╭─ EXCERPTED DATA

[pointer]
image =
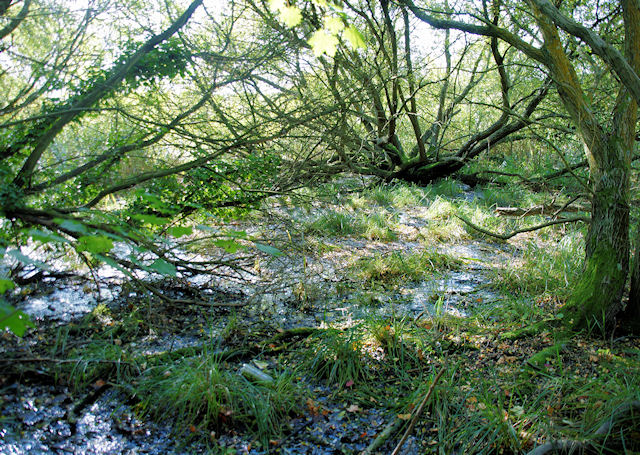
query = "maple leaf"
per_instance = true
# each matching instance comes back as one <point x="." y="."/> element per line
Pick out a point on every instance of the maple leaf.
<point x="354" y="37"/>
<point x="323" y="43"/>
<point x="291" y="16"/>
<point x="333" y="24"/>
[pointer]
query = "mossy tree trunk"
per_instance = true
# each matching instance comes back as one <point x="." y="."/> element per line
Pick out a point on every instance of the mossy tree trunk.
<point x="608" y="147"/>
<point x="597" y="298"/>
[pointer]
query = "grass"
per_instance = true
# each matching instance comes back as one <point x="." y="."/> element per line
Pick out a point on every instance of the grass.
<point x="202" y="395"/>
<point x="543" y="271"/>
<point x="335" y="223"/>
<point x="397" y="267"/>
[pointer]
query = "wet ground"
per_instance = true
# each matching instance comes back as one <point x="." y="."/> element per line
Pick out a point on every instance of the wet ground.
<point x="37" y="416"/>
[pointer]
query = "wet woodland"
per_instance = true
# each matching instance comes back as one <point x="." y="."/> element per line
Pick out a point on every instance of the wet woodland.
<point x="319" y="226"/>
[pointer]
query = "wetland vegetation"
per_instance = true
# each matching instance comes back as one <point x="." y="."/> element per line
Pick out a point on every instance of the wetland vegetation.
<point x="311" y="226"/>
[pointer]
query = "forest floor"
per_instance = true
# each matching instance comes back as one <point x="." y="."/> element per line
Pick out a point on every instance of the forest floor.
<point x="368" y="300"/>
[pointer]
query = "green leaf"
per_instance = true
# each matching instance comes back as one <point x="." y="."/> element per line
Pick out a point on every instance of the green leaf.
<point x="333" y="24"/>
<point x="236" y="234"/>
<point x="16" y="254"/>
<point x="164" y="267"/>
<point x="291" y="16"/>
<point x="94" y="244"/>
<point x="323" y="42"/>
<point x="6" y="285"/>
<point x="46" y="237"/>
<point x="150" y="219"/>
<point x="14" y="320"/>
<point x="73" y="226"/>
<point x="179" y="231"/>
<point x="229" y="245"/>
<point x="273" y="251"/>
<point x="277" y="5"/>
<point x="355" y="38"/>
<point x="113" y="263"/>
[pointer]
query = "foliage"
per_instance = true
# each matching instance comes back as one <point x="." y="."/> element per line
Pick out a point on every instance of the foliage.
<point x="398" y="267"/>
<point x="204" y="396"/>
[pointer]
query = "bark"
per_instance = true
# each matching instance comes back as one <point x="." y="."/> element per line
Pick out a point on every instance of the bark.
<point x="597" y="298"/>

╰─

*EXERCISE DIRECTIONS*.
Give the number of lines in the listing that hold the string "query", and supply nothing further.

*ANSWER FOR THIS EXERCISE*.
10